SA Coyle then moved appellant into the living room and sat him down on the sofa. After advising him of his rights under Article 31, Uniform Code of Military Justice (UCMJ), 10 USC § 831, SA Coyle asked appellant if a knapsack sitting near the sofa was his, and appellant said it was. Appellant was asked if the knapsack was the only belonging he had in the house, and he replied affirmatively. HM2 Guest then stated that appellant was not being truthful, and that he had another bag upstairs. HM2 Guest volunteered to go get the bag for the NCIS agents. He also executed a “Permissive Authorization for Search and Seizure” form, which states that the signatory has been informed of his “constitutional right to refuse to permit the search in the absence of a search warrant____” HM2 Guest led another NCIS agent to the duffel bag, which was located on the second floor.

**Records supplied:**
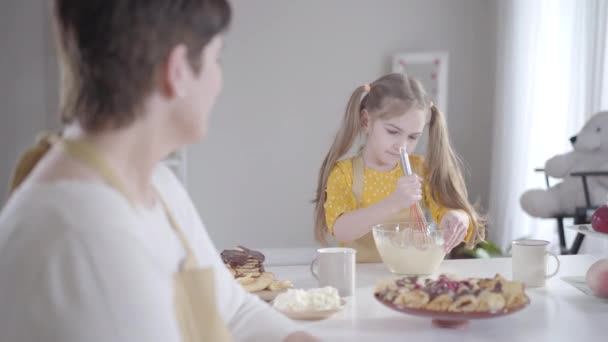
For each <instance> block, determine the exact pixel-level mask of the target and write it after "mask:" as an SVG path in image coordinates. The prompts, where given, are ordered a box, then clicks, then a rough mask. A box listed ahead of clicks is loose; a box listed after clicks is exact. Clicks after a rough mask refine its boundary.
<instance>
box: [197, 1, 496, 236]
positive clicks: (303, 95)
mask: <svg viewBox="0 0 608 342" xmlns="http://www.w3.org/2000/svg"><path fill="white" fill-rule="evenodd" d="M233 5H234V8H235V18H234V19H235V20H234V25H233V27H232V29H231V31H230V32H229V35H228V37H227V41H226V47H225V51H224V52H225V53H224V56H223V58H222V63H223V66H224V71H225V73H224V76H225V89H224V93H223V96H222V98H221V99H220V102H219V104H218V106H217V107H216V109H215V110H214V116H213V117H212V120H211V131H210V136H209V138H208V139H207V141H206V142H204V143H203V144H201V145H197V146H194V147H192V148H190V150H189V161H188V163H189V170H188V175H189V179H188V186H189V190H190V193H191V195H192V197H193V199H194V201H195V204H196V205H197V207H198V209H199V210H200V212H201V214H202V216H203V218H204V220H205V222H206V224H207V228H208V230H209V232H210V234H211V236H212V238H213V239H214V240H215V241H216V243H217V244H218V247H220V248H223V247H230V246H233V245H235V244H238V243H240V244H245V245H249V246H252V247H291V246H294V247H295V246H311V245H313V244H314V242H313V239H312V226H313V220H312V210H313V206H312V204H310V200H311V199H312V198H313V195H314V190H315V187H316V180H317V172H318V168H319V166H320V163H321V161H322V159H323V157H324V155H325V153H326V152H327V149H328V148H329V145H330V143H331V140H332V139H333V135H334V133H335V131H336V129H337V127H338V124H339V121H340V120H341V116H342V113H343V109H344V107H345V104H346V101H347V99H348V97H349V96H350V93H351V91H352V90H353V89H354V88H355V87H356V86H358V85H360V84H363V83H365V82H370V81H373V80H374V79H375V78H377V77H378V76H380V75H382V74H383V73H386V72H389V71H390V56H391V54H393V53H395V52H404V51H419V50H447V51H448V52H449V54H450V74H449V98H448V107H449V113H448V122H449V125H450V129H451V133H452V139H453V141H454V144H455V146H456V149H457V150H458V151H459V152H460V154H461V155H462V156H463V159H464V160H465V161H466V162H467V164H468V166H469V169H470V175H469V176H468V184H469V189H470V192H471V198H472V199H477V198H480V199H481V202H482V204H484V205H485V204H486V203H487V189H488V187H489V186H488V185H489V168H490V159H491V158H490V150H491V136H490V134H491V133H490V132H491V125H492V120H491V113H492V110H493V91H494V72H495V70H494V64H495V63H494V61H495V56H494V51H495V42H494V38H495V37H494V35H495V23H494V20H495V11H494V9H495V2H494V1H493V0H458V1H445V0H443V1H442V0H409V1H403V0H375V1H365V0H357V1H355V0H334V1H326V0H307V1H281V0H256V1H247V0H237V1H233Z"/></svg>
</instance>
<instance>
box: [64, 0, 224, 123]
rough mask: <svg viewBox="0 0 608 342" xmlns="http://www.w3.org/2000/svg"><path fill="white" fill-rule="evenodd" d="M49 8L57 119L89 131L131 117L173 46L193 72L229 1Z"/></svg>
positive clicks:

**Problem statement:** Copy the stretch of the passage about the NCIS search from "SA Coyle then" through "the second floor.", renaming every "knapsack" as "backpack". The listing is separate from the passage about the NCIS search.

**Written solution:**
SA Coyle then moved appellant into the living room and sat him down on the sofa. After advising him of his rights under Article 31, Uniform Code of Military Justice (UCMJ), 10 USC § 831, SA Coyle asked appellant if a backpack sitting near the sofa was his, and appellant said it was. Appellant was asked if the backpack was the only belonging he had in the house, and he replied affirmatively. HM2 Guest then stated that appellant was not being truthful, and that he had another bag upstairs. HM2 Guest volunteered to go get the bag for the NCIS agents. He also executed a “Permissive Authorization for Search and Seizure” form, which states that the signatory has been informed of his “constitutional right to refuse to permit the search in the absence of a search warrant____” HM2 Guest led another NCIS agent to the duffel bag, which was located on the second floor.